=== Task instructions ===
Please list every place that Kinsey's father names as one of lust's avenues in the Kinsey passage below.

A quick survey of mainstream film reviews shows that there is little question that, politics aside, Kinsey is a beautifully crafted, brilliantly acted, subtle, nuanced work of art. Aside from publications of the religious right, reviewers have been close to unanimous in their praise of Kinsey, of its director, Bill Condon (Gods and Monsters), and of its lead actors, Liam Neeson and Laura Linney. Many reviewers have been quick to whisper "Oscar" for Liam Neeson's moving portrayal of Kinsey as a dedicated, somewhat dictatorial, socially awkward researcher, committed to discovering and publicizing the truth about American sexual behavior and desire, regardless of political and social consequences. Laura Linney is stunning as Clara McMillen, Kinsey's freethinking, outspoken, appreciative (though in many ways long-suffering) wife. And John Lithgow brings real depth to the character of Kinsey's Bible-thumping, antisexual father ("Lust has a thousand avenues -- the dance hall, the ice cream parlor, the tenement salon, the Turkish bath.... Some speculate that rampant adultery is the cause of earthquakes") who might easily have been reduced to caricature by a less talented performer.

=== Dataset ===
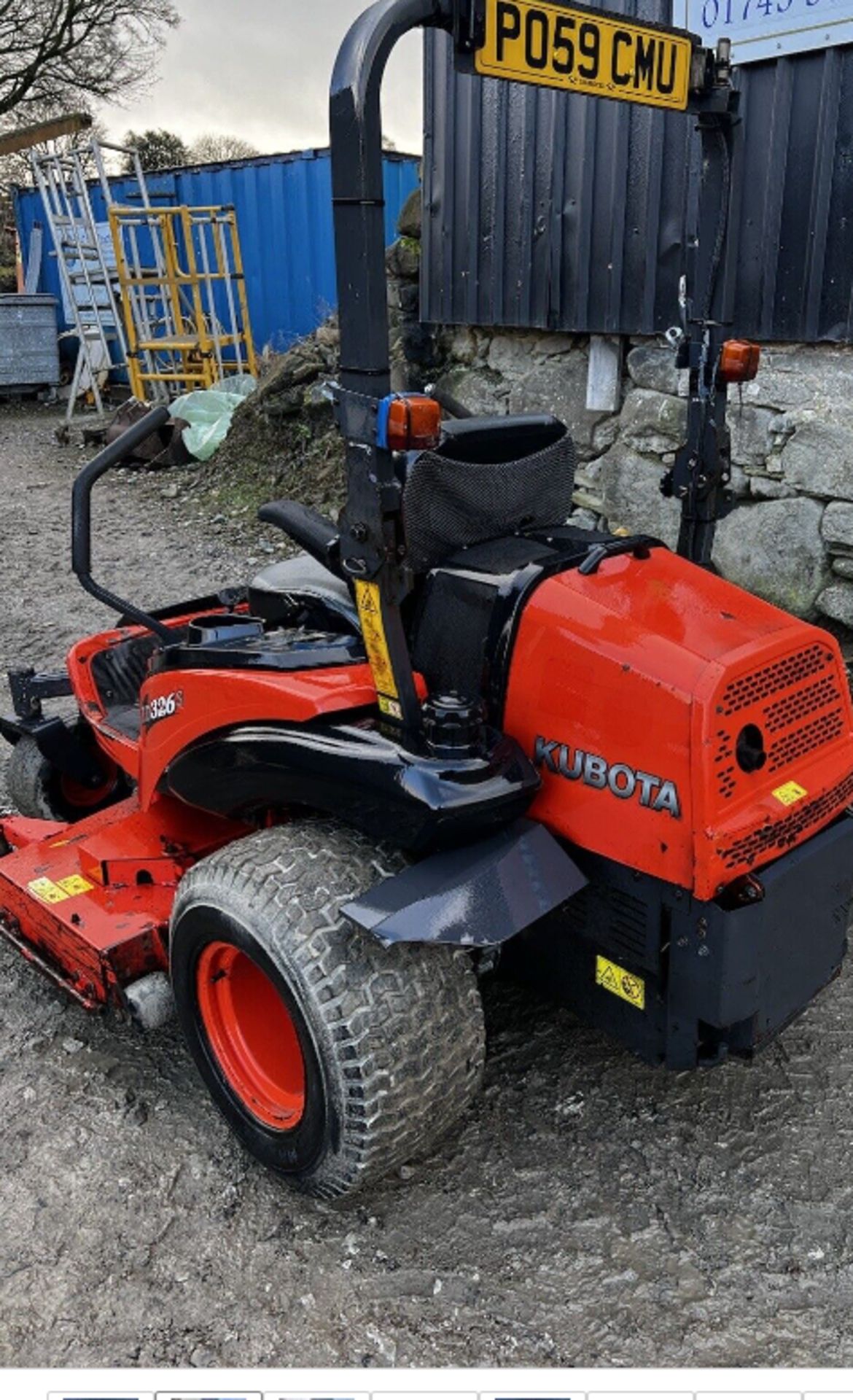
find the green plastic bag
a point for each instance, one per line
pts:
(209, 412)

...

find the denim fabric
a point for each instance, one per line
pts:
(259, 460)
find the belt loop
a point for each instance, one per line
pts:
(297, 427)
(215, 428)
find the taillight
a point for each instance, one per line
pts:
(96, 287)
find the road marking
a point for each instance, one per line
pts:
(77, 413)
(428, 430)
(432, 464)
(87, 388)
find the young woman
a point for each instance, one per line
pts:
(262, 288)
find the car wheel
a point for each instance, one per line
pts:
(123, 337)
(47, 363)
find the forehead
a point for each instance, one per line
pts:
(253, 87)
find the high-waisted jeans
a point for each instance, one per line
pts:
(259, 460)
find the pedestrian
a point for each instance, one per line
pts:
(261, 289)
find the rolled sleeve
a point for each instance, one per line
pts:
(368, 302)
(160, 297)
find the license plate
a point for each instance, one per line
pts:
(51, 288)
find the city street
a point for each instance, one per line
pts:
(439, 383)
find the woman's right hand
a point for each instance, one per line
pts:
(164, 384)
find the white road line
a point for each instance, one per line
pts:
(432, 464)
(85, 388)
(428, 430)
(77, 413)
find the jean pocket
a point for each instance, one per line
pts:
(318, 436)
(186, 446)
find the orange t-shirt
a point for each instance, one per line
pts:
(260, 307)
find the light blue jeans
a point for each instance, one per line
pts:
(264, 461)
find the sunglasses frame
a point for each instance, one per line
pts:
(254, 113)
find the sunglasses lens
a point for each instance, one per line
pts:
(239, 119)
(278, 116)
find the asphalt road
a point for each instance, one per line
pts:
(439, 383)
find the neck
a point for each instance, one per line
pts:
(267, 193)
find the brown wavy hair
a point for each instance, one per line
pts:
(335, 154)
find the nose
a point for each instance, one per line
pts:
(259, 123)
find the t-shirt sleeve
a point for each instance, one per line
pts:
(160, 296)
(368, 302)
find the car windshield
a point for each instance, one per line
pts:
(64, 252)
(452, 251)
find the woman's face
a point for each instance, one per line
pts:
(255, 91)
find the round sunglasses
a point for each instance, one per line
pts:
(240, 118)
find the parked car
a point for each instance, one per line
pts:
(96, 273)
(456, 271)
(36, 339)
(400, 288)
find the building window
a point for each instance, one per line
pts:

* * *

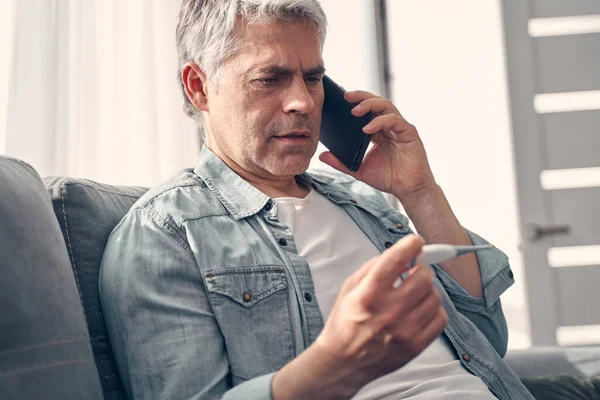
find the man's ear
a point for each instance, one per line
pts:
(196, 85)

=== Completed task ===
- the dance hall
- the ice cream parlor
- the tenement salon
- the Turkish bath